Korte opdracht a ▸
Bepaal elke regel in de lijst hieronder waarin het woord "road" voorkomt en neem die regels over. Hoofdletters tellen mee.

Tekstfragment ▸
------------------------------

Het eerste en langste deel van ‘Enkele Gedichten’ bevat drie Paradijs-gedichten, voorafgegaan door een ‘Arabeske’ genoemde natuur-expressie en gevolgd door de natuur-evocatie van een Diana-gedicht. Zou, wanneer de eene kant van 's dichters wezen de scheiding van aarde en wind, de vervreemding van de aarde minder consequent doorleefd had, de terugkeer naar de aarde voor de andere kant van Bunings persoonlijkheid het eigenaardig karakter gekregen kunnen hebben, dat wij er verrast in erkennen? Het geloof der zes eerste ‘In Memoriam’-gedichten was te zeer uit zijn diepste innerlijk voortgekomen dan dat een zóó wijzigende verwezenlijking het einde kon blijken. ‘Waar ik voortaan vertrouwde en vreemdeling ben’, zegt hij in het derde Vlamgedicht van de aarde. Trouw aan de geliefde deed hem in een deel van zijn persoonlijkheid van de aarde vervreemden. Trouw aan de aarde deed hem in wat door de vervreemding ongebruikt en onbevredigd om de aarde vroeg, tot haar terugkeeren. Een terugkeer naar haar begin, een nieuwe schepping van de aarde en van het aardsche leven. Misschien juist doordat de trouw aan de geliefde | |
[pagina 286]
| |
de ziel, met al haar ervaringen en behoeften in het eeuwige leven te rusten gelegd had, was het de dichter mogelijk de natuur, de aarde met nieuwe oogen, oogen zoo jong en zuiver als zij zelve, te zien, was hij in staat tot een visie die, als de poëzie waarin hij haar uiten zou, ‘argeloos en schoon als de bloemen zelf zou opbloeien’, ‘onbewust zou zijn als de dieren’, een visie, of de natuur door menschenoogen haar eigen wezen en gestalte aanschouwde, een poëzie of zij door menschenwoorden haar eigen zelfaanschouwing uitdrukte. Zulk een visie en uitdrukking brengt de korte Arabeske. Het breede kader van de schepping der planten, van Adam's revue der dieren geeft reeds meer. Het bevat niet alleen een zijn, maar een worden, niet alleen het wezen, ook het wonder van het geschapene wordt in het plantengedicht uitgedrukt. Het leeft in de lichtsfeer, het geeft zich in verzen als die over het neerdalen der zaden of de geboorte der boomen. ...verhief zich de eerste boom,
langzaam, als ware er hier, in 't oogenblik verrezen
onthuld een machtiger en onbekender wezen
met trossen groen bezwaard, met ranken uitgelezen,
als in een nis van licht gevormd, als in een mist
ontstaan, aanwezig, voor het zelve wist
dat het geschapen was...

------------------------------

Opgeslagen gegevensitems ▸
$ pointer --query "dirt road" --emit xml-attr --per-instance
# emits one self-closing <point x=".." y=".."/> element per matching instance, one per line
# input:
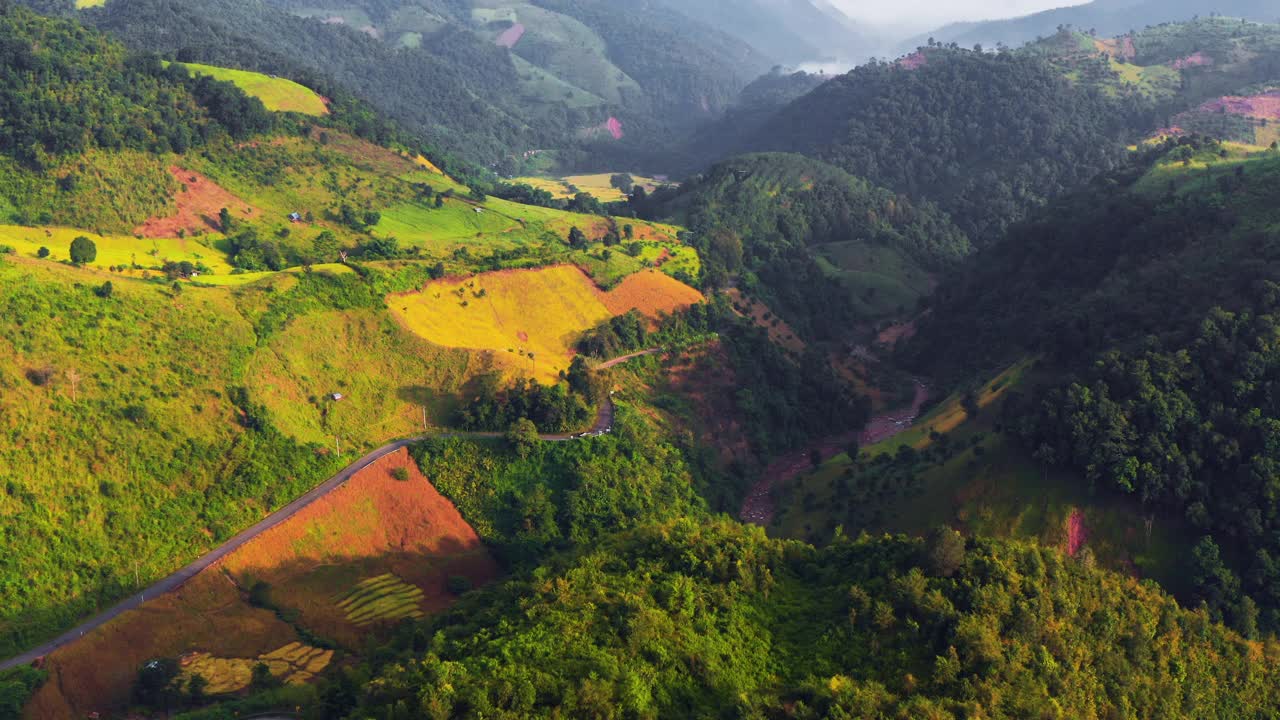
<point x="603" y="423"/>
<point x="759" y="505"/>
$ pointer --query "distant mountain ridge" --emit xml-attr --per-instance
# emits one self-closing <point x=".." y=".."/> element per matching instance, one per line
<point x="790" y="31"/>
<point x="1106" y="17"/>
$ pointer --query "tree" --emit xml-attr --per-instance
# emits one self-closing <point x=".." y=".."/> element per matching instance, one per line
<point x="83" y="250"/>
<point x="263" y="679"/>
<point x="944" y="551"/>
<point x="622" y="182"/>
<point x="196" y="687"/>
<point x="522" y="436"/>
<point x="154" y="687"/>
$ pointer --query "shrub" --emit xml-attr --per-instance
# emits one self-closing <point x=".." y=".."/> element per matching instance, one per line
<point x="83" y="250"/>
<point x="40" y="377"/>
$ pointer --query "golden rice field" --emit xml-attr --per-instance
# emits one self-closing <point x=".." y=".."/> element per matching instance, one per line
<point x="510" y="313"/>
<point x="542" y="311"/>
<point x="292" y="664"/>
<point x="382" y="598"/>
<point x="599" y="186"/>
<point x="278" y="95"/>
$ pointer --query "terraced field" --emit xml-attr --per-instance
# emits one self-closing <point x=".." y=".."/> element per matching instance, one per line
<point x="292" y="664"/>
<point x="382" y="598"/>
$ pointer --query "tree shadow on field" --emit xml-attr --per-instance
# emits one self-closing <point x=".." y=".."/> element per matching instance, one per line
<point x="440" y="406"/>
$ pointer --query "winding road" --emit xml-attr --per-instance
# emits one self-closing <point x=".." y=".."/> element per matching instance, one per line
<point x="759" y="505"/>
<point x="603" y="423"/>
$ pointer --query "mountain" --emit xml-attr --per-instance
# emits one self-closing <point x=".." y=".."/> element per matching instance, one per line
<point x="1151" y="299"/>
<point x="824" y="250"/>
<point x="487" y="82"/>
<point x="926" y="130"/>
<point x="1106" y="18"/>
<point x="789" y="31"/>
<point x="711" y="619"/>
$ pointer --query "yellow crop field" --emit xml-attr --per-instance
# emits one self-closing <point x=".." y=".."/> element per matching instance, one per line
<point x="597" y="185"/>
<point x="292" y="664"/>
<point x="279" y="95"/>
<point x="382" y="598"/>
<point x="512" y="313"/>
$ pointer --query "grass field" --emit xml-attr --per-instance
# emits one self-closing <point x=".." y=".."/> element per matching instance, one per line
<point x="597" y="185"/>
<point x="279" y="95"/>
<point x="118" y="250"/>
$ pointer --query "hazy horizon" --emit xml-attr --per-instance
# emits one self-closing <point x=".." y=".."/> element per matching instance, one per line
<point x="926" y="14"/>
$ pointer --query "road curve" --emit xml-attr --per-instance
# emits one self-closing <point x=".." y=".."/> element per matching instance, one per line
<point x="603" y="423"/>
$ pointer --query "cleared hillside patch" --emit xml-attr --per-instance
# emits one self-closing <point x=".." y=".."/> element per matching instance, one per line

------------------------------

Korte opdracht b ▸
Beantwoord alsjeblieft deze vragen over het tekstfragment en markeer de antwoorden op dezelfde manier.
(i) Hoeveel Paradijs-gedichten bevat het eerste deel van 'Enkele Gedichten'?
(ii) In welk gedicht zegt de dichter 'Waar ik voortaan vertrouwde en vreemdeling ben'?
(iii) Wat verhief zich volgens de geciteerde verzen aan het eind?

Schriftelijk antwoord a ▸
$ pointer --query "dirt road" --emit xml-attr --per-instance
$ pointer --query "winding road" --emit xml-attr --per-instance
$ pointer --query "road curve" --emit xml-attr --per-instance

Schriftelijk antwoord b ▸
(i) Drie.
(ii) In het derde Vlamgedicht van de aarde.
(iii) De eerste boom.